▶ _EXTRAIT DU DOCUMENT_:
________
République et canton de Genève

Grand Conseil

RD 576
Rapport de la commission de contrôle de gestion relatif à l'audit de l'Office cantonal du logement (OCL)
Rapport de Mme Marie-Paule Blanchard-Queloz (AdG)
M 1628
Proposition de motion de Mmes et MM. Marie-Paule Blanchard-Queloz, Pierre Froidevaux, Véronique Pürro, Ivan Slatkine, Alexandre Anor, Jacques Baud, Edouard Cuendet, Philippe Glatz, Sami Kanaan, Pierre Kunz, Jeannine De Haller, Janine Hagmann, Sylvia Leuenberger, Anne Mahrer, Stéphanie Ruegsegger : Audit de l'Office cantonal du logement et politique des audits à l'Etat de Genève

Débat

Le président. Le rapport de Mme Blanchard-Quéloz n'est pas repris, elle le surveille silencieusement du haut de la tribune. Il n'y a pas de rapport de minorité. Monsieur Kunz, vous reprenez le rapport de Mme Blanchard-Quéloz ?
________
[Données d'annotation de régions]
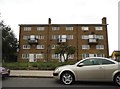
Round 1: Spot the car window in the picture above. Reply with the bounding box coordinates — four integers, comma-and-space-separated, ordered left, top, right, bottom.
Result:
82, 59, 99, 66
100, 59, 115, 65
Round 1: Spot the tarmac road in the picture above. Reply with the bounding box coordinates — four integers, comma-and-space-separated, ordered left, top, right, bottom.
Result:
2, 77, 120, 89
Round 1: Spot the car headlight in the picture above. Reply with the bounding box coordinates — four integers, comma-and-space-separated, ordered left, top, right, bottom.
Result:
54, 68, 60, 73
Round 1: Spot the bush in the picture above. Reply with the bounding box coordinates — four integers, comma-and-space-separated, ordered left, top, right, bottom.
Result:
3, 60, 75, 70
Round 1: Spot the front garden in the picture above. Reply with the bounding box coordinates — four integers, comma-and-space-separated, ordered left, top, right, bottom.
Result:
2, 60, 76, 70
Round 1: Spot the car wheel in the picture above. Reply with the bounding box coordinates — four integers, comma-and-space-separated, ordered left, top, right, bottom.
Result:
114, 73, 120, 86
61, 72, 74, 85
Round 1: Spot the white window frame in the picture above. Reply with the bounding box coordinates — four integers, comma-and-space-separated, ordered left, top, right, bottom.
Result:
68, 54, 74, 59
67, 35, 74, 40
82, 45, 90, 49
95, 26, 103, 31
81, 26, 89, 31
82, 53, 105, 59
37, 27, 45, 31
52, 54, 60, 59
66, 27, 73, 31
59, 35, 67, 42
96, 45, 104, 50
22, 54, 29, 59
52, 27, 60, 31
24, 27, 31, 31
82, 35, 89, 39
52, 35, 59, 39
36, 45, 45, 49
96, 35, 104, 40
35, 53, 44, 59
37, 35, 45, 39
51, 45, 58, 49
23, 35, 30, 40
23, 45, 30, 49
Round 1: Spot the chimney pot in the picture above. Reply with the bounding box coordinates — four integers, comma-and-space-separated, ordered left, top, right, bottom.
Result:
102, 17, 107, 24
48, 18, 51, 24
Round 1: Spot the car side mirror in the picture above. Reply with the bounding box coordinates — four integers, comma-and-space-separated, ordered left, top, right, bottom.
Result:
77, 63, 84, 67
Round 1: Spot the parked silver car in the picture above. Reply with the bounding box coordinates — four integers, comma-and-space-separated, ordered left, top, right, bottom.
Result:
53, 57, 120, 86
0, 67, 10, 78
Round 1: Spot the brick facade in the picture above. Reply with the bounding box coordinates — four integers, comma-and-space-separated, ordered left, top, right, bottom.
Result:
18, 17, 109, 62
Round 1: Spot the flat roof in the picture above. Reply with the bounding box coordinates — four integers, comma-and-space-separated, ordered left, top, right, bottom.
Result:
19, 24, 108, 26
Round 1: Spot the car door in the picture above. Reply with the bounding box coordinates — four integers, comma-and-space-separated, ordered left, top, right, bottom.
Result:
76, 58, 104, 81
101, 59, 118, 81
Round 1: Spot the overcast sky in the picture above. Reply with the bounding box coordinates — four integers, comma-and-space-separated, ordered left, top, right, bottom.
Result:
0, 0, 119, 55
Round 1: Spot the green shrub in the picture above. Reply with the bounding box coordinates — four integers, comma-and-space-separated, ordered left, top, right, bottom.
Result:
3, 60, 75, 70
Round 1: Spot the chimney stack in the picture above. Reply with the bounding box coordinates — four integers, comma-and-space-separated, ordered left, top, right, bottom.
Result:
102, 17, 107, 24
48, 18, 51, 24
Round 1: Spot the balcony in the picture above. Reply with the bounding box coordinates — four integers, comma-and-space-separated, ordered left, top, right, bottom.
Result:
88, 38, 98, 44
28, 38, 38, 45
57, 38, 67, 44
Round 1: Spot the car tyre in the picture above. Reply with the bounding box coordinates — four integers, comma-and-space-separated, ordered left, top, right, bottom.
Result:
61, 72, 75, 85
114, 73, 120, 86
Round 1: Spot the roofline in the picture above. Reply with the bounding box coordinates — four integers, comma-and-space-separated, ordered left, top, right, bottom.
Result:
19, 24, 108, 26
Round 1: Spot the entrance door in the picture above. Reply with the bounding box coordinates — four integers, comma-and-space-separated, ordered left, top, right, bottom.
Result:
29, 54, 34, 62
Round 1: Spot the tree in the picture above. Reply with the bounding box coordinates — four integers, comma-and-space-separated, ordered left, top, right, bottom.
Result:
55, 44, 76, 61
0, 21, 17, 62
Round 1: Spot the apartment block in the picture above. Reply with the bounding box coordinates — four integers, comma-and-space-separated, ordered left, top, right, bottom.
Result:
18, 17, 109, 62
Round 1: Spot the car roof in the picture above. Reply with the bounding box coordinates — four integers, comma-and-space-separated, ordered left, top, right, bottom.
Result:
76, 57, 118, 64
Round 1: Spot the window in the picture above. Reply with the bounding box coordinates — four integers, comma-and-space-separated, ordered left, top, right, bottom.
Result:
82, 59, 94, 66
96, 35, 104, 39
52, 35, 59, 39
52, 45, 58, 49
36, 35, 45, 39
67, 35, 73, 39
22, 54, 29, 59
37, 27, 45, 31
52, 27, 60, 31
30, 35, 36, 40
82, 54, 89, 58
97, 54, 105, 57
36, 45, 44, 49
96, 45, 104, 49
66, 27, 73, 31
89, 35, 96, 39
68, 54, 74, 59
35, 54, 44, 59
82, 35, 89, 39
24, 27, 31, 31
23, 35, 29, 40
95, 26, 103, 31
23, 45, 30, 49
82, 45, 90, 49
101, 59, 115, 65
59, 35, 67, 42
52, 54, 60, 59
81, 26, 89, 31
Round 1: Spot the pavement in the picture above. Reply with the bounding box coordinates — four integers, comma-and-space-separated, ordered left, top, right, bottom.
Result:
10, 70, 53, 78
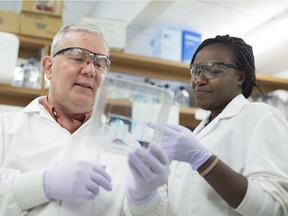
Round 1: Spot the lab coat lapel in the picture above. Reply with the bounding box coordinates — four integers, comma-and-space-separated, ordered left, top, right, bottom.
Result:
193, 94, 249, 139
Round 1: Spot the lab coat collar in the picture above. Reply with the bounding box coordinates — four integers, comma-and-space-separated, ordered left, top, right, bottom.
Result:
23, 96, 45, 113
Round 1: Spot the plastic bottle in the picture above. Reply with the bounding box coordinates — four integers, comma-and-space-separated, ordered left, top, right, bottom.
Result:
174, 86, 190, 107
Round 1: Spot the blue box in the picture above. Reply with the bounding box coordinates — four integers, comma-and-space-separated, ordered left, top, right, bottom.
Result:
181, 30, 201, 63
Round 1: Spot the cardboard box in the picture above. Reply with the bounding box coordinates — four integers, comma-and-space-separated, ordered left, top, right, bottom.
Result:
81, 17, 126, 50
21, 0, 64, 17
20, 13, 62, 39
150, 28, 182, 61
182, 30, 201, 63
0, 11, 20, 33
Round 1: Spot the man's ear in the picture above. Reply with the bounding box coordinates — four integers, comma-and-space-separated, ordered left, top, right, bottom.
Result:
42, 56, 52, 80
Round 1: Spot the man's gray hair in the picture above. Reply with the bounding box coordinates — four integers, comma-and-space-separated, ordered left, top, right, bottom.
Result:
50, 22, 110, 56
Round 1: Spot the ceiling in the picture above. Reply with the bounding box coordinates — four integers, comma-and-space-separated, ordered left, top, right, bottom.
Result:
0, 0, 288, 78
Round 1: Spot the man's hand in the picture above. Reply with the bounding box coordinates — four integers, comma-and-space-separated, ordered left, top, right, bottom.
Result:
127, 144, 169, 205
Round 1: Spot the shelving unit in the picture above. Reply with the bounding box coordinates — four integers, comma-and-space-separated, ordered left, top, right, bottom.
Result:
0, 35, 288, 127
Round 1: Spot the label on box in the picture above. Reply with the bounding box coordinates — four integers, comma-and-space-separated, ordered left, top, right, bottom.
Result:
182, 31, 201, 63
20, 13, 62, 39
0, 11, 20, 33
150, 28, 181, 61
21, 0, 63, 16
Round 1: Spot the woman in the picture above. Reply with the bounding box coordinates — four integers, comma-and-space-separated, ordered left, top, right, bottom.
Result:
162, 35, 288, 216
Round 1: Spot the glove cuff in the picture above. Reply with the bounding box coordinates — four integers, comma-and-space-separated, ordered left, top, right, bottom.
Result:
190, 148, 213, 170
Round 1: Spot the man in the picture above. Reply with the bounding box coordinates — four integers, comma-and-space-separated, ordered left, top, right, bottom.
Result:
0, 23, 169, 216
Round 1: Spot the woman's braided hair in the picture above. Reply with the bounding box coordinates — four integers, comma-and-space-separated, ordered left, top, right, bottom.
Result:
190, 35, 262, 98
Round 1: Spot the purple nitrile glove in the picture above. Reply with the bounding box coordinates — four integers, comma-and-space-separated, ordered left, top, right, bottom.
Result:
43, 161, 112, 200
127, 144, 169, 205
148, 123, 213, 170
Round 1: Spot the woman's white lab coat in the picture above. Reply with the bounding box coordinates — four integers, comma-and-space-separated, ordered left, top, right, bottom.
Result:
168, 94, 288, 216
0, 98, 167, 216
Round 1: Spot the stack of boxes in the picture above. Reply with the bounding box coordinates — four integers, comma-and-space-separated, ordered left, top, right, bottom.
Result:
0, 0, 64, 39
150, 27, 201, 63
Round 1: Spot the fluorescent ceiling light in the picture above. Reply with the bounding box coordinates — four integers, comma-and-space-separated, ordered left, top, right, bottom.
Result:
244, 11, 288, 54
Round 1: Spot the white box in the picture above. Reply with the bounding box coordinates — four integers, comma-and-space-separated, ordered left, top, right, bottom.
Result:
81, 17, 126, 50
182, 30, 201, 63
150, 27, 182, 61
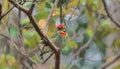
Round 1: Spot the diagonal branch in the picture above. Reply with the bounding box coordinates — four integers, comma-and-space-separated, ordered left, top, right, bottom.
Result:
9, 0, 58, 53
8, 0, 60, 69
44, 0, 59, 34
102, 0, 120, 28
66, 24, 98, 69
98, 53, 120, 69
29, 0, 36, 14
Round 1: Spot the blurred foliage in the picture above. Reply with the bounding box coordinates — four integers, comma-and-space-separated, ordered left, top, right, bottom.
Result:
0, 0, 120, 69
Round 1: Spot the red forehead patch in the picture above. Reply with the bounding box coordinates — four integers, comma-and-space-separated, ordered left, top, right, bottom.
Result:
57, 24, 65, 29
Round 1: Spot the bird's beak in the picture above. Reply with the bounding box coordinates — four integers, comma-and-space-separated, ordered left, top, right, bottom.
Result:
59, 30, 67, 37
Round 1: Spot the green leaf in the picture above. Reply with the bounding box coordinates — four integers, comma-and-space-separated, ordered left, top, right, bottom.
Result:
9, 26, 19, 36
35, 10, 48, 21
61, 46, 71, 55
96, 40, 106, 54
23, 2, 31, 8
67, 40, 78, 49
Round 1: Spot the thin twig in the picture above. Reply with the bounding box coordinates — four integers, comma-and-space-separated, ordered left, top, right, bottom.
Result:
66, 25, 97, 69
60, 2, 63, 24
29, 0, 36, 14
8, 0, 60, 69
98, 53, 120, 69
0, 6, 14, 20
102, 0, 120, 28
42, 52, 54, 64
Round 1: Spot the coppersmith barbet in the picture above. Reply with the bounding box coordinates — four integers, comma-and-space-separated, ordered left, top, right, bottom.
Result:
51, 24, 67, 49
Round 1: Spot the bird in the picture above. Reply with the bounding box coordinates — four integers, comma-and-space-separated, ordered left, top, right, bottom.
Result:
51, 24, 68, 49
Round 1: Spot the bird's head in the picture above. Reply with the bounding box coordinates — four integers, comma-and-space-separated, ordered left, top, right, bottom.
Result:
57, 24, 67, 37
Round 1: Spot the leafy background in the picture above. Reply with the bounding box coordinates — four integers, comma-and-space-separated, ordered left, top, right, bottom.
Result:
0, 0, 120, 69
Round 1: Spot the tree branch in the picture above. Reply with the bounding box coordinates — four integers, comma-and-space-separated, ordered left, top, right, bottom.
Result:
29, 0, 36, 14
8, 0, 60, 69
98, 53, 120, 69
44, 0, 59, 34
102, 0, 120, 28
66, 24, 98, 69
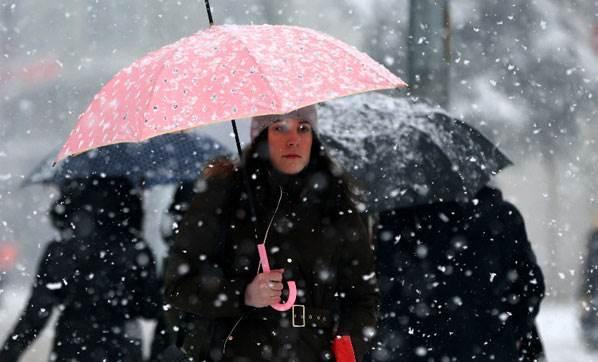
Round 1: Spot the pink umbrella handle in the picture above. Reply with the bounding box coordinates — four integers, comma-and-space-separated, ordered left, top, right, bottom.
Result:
________
▶ _CONSIGNE_: Reproduisez fidèlement le passage de l'extrait des débats du Grand Conseil qui commence par « Grand Conseil » et se poursuit jusqu'à « Marie-Paule Blanchard-Queloz (AdG) ».

▶ _RÉSULTAT FINAL_:
Grand Conseil

RD 576
Rapport de la commission de contrôle de gestion relatif à l'audit de l'Office cantonal du logement (OCL)
Rapport de Mme Marie-Paule Blanchard-Queloz (AdG)